[Stored dataset items]
━━━
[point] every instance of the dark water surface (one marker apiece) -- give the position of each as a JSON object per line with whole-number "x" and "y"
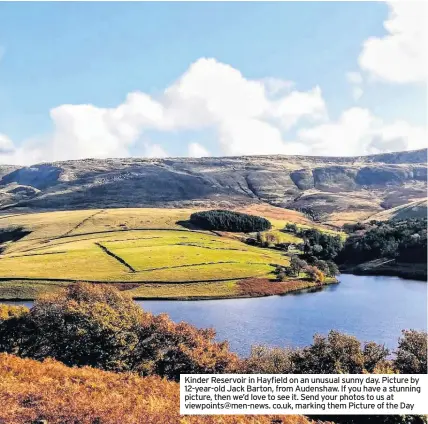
{"x": 370, "y": 308}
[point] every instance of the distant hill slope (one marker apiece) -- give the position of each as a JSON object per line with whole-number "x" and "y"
{"x": 336, "y": 189}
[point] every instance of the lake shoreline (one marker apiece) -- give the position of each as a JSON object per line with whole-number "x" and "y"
{"x": 310, "y": 286}
{"x": 386, "y": 271}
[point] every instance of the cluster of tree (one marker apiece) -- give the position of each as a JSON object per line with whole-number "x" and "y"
{"x": 98, "y": 326}
{"x": 11, "y": 234}
{"x": 224, "y": 220}
{"x": 402, "y": 240}
{"x": 315, "y": 271}
{"x": 310, "y": 213}
{"x": 271, "y": 240}
{"x": 317, "y": 245}
{"x": 36, "y": 392}
{"x": 339, "y": 353}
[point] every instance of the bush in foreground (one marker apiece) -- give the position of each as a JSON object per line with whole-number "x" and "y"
{"x": 32, "y": 391}
{"x": 223, "y": 220}
{"x": 98, "y": 326}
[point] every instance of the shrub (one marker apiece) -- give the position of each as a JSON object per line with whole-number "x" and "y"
{"x": 297, "y": 265}
{"x": 412, "y": 353}
{"x": 31, "y": 391}
{"x": 98, "y": 326}
{"x": 315, "y": 274}
{"x": 335, "y": 354}
{"x": 223, "y": 220}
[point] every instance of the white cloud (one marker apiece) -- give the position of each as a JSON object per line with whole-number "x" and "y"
{"x": 401, "y": 55}
{"x": 210, "y": 95}
{"x": 357, "y": 93}
{"x": 297, "y": 105}
{"x": 354, "y": 77}
{"x": 359, "y": 132}
{"x": 6, "y": 145}
{"x": 155, "y": 151}
{"x": 275, "y": 86}
{"x": 197, "y": 151}
{"x": 356, "y": 81}
{"x": 245, "y": 116}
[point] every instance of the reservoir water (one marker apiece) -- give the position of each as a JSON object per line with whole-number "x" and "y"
{"x": 370, "y": 308}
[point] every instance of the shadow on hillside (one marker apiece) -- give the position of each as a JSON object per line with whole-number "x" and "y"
{"x": 189, "y": 225}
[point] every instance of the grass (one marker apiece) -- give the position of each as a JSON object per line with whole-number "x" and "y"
{"x": 146, "y": 247}
{"x": 32, "y": 391}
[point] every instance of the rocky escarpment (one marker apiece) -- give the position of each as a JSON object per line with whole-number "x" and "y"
{"x": 357, "y": 185}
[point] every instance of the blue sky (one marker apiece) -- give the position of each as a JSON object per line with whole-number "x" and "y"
{"x": 96, "y": 53}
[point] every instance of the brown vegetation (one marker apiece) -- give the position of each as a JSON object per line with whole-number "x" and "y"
{"x": 264, "y": 287}
{"x": 98, "y": 326}
{"x": 51, "y": 391}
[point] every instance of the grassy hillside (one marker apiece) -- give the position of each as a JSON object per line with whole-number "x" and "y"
{"x": 151, "y": 252}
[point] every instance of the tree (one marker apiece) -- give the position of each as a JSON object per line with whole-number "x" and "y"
{"x": 297, "y": 265}
{"x": 291, "y": 228}
{"x": 98, "y": 326}
{"x": 333, "y": 269}
{"x": 224, "y": 220}
{"x": 374, "y": 356}
{"x": 315, "y": 274}
{"x": 412, "y": 353}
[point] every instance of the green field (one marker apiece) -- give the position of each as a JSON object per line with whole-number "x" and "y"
{"x": 145, "y": 250}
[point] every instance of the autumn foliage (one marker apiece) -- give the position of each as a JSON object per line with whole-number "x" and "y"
{"x": 32, "y": 391}
{"x": 98, "y": 326}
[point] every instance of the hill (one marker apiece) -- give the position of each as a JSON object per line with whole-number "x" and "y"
{"x": 416, "y": 209}
{"x": 334, "y": 189}
{"x": 151, "y": 253}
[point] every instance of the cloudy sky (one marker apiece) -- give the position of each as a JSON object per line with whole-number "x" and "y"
{"x": 101, "y": 80}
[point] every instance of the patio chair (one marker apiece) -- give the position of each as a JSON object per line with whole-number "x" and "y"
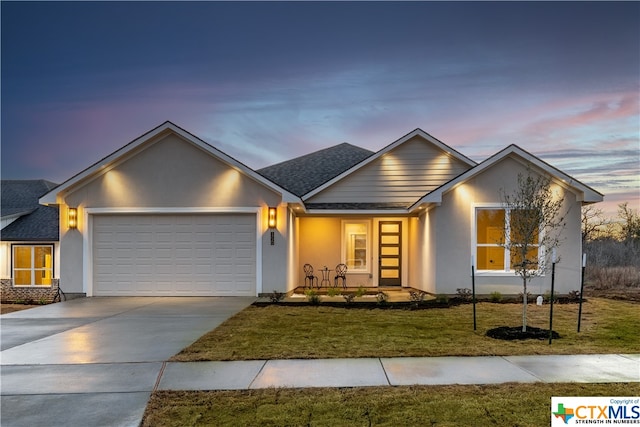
{"x": 309, "y": 277}
{"x": 341, "y": 273}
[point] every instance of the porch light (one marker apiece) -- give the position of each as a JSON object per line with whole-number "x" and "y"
{"x": 72, "y": 218}
{"x": 273, "y": 217}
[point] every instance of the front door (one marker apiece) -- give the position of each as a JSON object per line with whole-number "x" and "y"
{"x": 390, "y": 249}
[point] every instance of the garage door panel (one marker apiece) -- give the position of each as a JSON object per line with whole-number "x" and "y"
{"x": 174, "y": 254}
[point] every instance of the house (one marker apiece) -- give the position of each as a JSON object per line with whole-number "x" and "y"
{"x": 29, "y": 250}
{"x": 169, "y": 214}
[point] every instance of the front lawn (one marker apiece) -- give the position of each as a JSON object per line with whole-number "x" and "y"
{"x": 478, "y": 405}
{"x": 285, "y": 332}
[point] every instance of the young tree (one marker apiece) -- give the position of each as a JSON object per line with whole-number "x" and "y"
{"x": 594, "y": 224}
{"x": 630, "y": 223}
{"x": 535, "y": 220}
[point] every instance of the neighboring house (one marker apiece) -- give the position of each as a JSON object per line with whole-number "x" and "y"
{"x": 29, "y": 242}
{"x": 168, "y": 214}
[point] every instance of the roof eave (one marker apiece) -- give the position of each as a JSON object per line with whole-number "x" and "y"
{"x": 416, "y": 132}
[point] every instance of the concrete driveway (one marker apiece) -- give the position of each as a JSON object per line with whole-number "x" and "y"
{"x": 95, "y": 361}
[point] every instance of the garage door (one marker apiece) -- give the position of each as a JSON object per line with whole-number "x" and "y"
{"x": 176, "y": 255}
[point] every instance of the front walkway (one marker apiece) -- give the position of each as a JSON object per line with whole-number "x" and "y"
{"x": 256, "y": 374}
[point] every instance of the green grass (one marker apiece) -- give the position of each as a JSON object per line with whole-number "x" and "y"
{"x": 499, "y": 405}
{"x": 284, "y": 332}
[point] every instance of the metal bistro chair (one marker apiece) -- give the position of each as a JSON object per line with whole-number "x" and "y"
{"x": 341, "y": 273}
{"x": 309, "y": 277}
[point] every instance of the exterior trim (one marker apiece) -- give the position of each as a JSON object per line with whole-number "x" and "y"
{"x": 87, "y": 250}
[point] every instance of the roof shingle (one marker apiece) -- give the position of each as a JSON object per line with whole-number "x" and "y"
{"x": 36, "y": 222}
{"x": 303, "y": 174}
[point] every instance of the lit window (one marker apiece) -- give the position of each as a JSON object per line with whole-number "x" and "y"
{"x": 32, "y": 265}
{"x": 356, "y": 245}
{"x": 492, "y": 252}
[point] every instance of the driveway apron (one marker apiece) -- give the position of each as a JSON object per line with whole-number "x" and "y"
{"x": 95, "y": 361}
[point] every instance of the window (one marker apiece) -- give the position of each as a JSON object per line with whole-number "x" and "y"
{"x": 32, "y": 265}
{"x": 355, "y": 245}
{"x": 492, "y": 252}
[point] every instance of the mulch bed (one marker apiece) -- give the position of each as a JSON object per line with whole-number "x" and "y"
{"x": 511, "y": 333}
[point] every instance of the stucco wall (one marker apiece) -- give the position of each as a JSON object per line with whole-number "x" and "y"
{"x": 454, "y": 225}
{"x": 169, "y": 173}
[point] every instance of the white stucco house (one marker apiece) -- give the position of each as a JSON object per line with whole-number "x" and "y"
{"x": 169, "y": 214}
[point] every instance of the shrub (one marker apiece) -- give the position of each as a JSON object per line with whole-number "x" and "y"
{"x": 521, "y": 297}
{"x": 348, "y": 298}
{"x": 312, "y": 297}
{"x": 547, "y": 297}
{"x": 382, "y": 298}
{"x": 574, "y": 295}
{"x": 495, "y": 296}
{"x": 276, "y": 296}
{"x": 333, "y": 292}
{"x": 442, "y": 298}
{"x": 417, "y": 297}
{"x": 464, "y": 294}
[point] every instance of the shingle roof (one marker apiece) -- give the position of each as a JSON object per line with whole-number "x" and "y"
{"x": 36, "y": 222}
{"x": 303, "y": 174}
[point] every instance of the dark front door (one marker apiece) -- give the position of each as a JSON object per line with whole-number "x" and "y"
{"x": 390, "y": 249}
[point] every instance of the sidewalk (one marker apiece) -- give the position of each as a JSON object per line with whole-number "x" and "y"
{"x": 256, "y": 374}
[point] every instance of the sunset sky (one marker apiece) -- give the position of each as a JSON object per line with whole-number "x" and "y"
{"x": 265, "y": 82}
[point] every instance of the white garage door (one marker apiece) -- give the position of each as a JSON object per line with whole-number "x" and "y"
{"x": 174, "y": 255}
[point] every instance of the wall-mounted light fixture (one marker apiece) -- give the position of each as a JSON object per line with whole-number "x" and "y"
{"x": 72, "y": 218}
{"x": 273, "y": 223}
{"x": 273, "y": 217}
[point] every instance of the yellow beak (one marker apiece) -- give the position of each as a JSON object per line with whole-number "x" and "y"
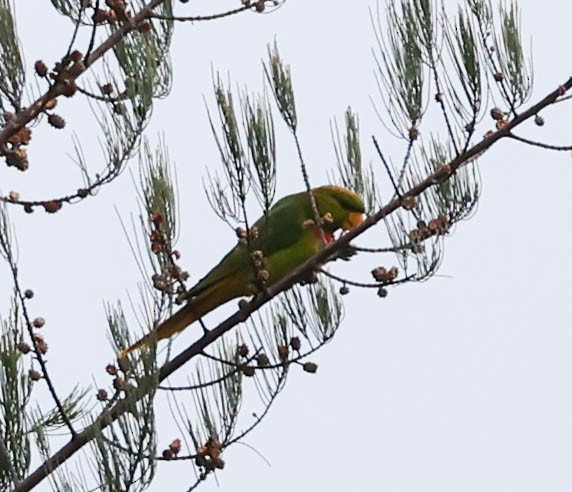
{"x": 353, "y": 219}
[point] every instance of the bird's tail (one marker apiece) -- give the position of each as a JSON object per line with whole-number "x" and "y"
{"x": 191, "y": 312}
{"x": 177, "y": 322}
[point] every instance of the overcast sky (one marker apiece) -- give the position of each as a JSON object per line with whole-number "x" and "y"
{"x": 461, "y": 383}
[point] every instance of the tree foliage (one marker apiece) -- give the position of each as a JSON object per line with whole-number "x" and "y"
{"x": 430, "y": 64}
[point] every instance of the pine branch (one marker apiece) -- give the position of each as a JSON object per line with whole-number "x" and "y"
{"x": 125, "y": 405}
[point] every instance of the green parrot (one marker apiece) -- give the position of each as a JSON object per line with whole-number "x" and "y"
{"x": 280, "y": 241}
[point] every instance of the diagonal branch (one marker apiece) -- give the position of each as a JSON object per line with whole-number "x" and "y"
{"x": 24, "y": 117}
{"x": 123, "y": 406}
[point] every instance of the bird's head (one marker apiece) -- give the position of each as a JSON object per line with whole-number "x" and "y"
{"x": 345, "y": 207}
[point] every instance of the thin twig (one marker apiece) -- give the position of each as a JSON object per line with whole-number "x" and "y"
{"x": 7, "y": 461}
{"x": 25, "y": 116}
{"x": 39, "y": 356}
{"x": 199, "y": 18}
{"x": 540, "y": 144}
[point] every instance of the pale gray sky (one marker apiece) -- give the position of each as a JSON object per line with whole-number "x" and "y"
{"x": 461, "y": 383}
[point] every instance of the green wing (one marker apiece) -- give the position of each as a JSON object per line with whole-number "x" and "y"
{"x": 279, "y": 230}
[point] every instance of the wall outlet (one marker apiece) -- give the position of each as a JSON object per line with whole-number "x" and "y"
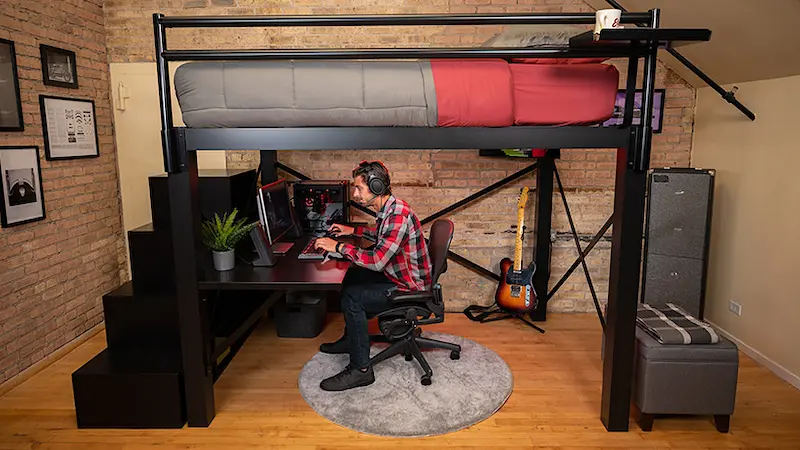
{"x": 735, "y": 308}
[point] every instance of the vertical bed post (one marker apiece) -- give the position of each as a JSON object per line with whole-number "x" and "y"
{"x": 167, "y": 144}
{"x": 542, "y": 224}
{"x": 269, "y": 168}
{"x": 626, "y": 249}
{"x": 182, "y": 180}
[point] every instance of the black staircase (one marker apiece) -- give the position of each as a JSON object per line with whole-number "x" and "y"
{"x": 137, "y": 382}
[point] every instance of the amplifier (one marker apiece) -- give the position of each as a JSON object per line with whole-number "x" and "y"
{"x": 320, "y": 203}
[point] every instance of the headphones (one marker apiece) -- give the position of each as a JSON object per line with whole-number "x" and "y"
{"x": 378, "y": 184}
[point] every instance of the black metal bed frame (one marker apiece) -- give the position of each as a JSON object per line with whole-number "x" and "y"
{"x": 633, "y": 143}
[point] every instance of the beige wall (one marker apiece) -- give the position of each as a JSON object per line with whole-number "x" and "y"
{"x": 134, "y": 89}
{"x": 756, "y": 220}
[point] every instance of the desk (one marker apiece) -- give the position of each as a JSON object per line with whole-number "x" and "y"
{"x": 200, "y": 365}
{"x": 289, "y": 273}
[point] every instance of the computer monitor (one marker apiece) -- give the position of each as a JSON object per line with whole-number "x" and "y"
{"x": 275, "y": 210}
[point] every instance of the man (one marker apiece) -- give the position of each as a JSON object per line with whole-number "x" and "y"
{"x": 399, "y": 260}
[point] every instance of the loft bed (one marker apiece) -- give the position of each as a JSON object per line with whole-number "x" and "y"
{"x": 271, "y": 122}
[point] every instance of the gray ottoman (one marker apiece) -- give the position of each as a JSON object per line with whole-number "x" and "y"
{"x": 685, "y": 379}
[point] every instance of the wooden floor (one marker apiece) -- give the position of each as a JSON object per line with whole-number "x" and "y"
{"x": 555, "y": 402}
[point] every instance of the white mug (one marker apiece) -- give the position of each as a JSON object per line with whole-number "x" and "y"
{"x": 607, "y": 18}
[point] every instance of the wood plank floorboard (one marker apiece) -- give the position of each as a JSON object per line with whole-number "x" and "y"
━━━
Work order. Every line from the one containing "[point] every instance of the white mug" to the close of the records must be reproduced exactly. Include both ends and nothing more.

Final answer.
[point] every instance of the white mug (one marker apiece) -- give the position of each as a JSON object per line with whole-number "x" and "y"
{"x": 607, "y": 18}
[point] every instance of the wood plank floorboard (one marker apiece) -- give the position of each as a JSON object per line with whole-number "x" and "y"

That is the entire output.